[Referring expression data]
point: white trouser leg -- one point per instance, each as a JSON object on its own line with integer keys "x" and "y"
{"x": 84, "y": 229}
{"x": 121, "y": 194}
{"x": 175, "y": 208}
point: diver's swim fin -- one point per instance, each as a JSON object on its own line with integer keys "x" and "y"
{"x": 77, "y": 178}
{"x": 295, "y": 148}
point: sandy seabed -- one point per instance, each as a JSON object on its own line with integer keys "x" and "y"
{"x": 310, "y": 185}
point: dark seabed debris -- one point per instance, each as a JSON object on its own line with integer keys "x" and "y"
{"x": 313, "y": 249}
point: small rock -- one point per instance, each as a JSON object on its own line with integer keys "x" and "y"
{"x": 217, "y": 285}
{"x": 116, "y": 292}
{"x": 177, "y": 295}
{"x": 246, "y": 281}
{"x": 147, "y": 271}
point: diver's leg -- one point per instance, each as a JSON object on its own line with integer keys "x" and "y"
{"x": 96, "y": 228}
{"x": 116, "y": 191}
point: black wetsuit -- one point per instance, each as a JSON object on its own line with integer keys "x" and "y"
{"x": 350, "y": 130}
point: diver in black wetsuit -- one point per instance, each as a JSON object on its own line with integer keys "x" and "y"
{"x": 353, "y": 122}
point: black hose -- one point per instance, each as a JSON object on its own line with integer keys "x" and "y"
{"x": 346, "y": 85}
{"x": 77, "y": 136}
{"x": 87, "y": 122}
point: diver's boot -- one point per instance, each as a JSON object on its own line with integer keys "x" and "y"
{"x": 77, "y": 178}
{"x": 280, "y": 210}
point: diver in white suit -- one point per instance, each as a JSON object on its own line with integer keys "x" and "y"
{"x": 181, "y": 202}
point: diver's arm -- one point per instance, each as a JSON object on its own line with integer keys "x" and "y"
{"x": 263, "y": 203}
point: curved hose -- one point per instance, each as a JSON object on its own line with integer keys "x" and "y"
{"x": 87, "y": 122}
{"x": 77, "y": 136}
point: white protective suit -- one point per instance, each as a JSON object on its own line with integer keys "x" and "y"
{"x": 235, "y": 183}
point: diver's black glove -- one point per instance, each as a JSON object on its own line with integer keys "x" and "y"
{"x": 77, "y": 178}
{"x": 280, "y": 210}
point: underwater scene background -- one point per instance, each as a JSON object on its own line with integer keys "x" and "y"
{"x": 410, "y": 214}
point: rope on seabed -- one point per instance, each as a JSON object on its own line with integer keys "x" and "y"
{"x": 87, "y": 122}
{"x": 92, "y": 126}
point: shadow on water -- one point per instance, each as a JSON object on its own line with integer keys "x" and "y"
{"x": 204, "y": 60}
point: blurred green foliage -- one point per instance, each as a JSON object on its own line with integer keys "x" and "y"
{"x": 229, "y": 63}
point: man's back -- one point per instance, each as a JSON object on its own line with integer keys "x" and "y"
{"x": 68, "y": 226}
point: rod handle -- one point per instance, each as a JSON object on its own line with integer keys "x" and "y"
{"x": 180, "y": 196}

TASK GOAL: Each entry above should be repeated exactly, with no line left out.

EXPECTED ANSWER:
point: white trouser leg -- one point per instance, each as a JSON object on its own line with integer keys "x" and "y"
{"x": 84, "y": 229}
{"x": 121, "y": 194}
{"x": 175, "y": 208}
point: diver's swim fin -- one point per instance, each as a JSON object on its own line with integer keys "x" and "y"
{"x": 77, "y": 178}
{"x": 295, "y": 148}
point: sandy seabed -- one point per instance, each as a JSON object on its own line with integer keys "x" and "y"
{"x": 310, "y": 185}
point: dark seabed debris -- one point per instance, each as a JSON object on its own line with integer keys "x" and "y"
{"x": 313, "y": 249}
point: small rock -- one point per instance, each as a JSON object on its own line with integer keys "x" and "y"
{"x": 217, "y": 285}
{"x": 116, "y": 292}
{"x": 177, "y": 295}
{"x": 246, "y": 281}
{"x": 147, "y": 271}
point: diver's leg -- one point per instance, each as a JSON object on its own line with integer keys "x" and "y"
{"x": 96, "y": 228}
{"x": 116, "y": 191}
point: black wetsuit -- one point per instance, each as a JSON object on its own line with integer keys "x" and "y"
{"x": 350, "y": 130}
point: diver in black wetsuit -- one point per instance, each as a JSON object on its own line with integer keys "x" and "y"
{"x": 353, "y": 122}
point: black hose -- one point per instance, each as a JSON object on its own line with integer keys "x" and "y"
{"x": 346, "y": 85}
{"x": 77, "y": 136}
{"x": 87, "y": 122}
point: diver's boot -- one point per instance, each as a JSON object on its own line with integer keys "x" and "y"
{"x": 77, "y": 178}
{"x": 280, "y": 210}
point: diver in white suit -- one point per instance, each as a JSON object on its own line with integer keys "x" and "y"
{"x": 181, "y": 202}
point: diver's arm -- one point per instance, each as a JSON object on its own line with integer keys "x" and "y"
{"x": 263, "y": 203}
point: curved hose -- one point per instance, each as a JSON object on its own line with integer keys "x" and "y"
{"x": 87, "y": 122}
{"x": 77, "y": 136}
point: white protective suit -- one point per instance, each as a JSON object on its own line with integer keys "x" and "y"
{"x": 235, "y": 183}
point: diver's black glove -- one point per instance, each as a JSON object on its own line with integer keys "x" and "y"
{"x": 77, "y": 178}
{"x": 280, "y": 210}
point: underwater scene background -- one point per instance, each as a JSON object on its own line with integer keys "x" and "y"
{"x": 410, "y": 214}
point: rope on seabed -- one point per instance, each as a JSON object on its own line with integer keys "x" and "y"
{"x": 87, "y": 122}
{"x": 92, "y": 126}
point: shadow on water -- one point per instance, each as a JSON object on its own line with integer keys "x" and "y"
{"x": 204, "y": 60}
point: blurred green foliage -- one point per instance, each as a JSON object on its own line with integer keys "x" and "y"
{"x": 229, "y": 63}
point: man's back -- one point per instance, each as a JSON object on its own line with integer keys "x" and "y"
{"x": 68, "y": 226}
point: rod handle -- one point per instance, each as a JSON object on its own line with integer keys "x" and "y"
{"x": 180, "y": 196}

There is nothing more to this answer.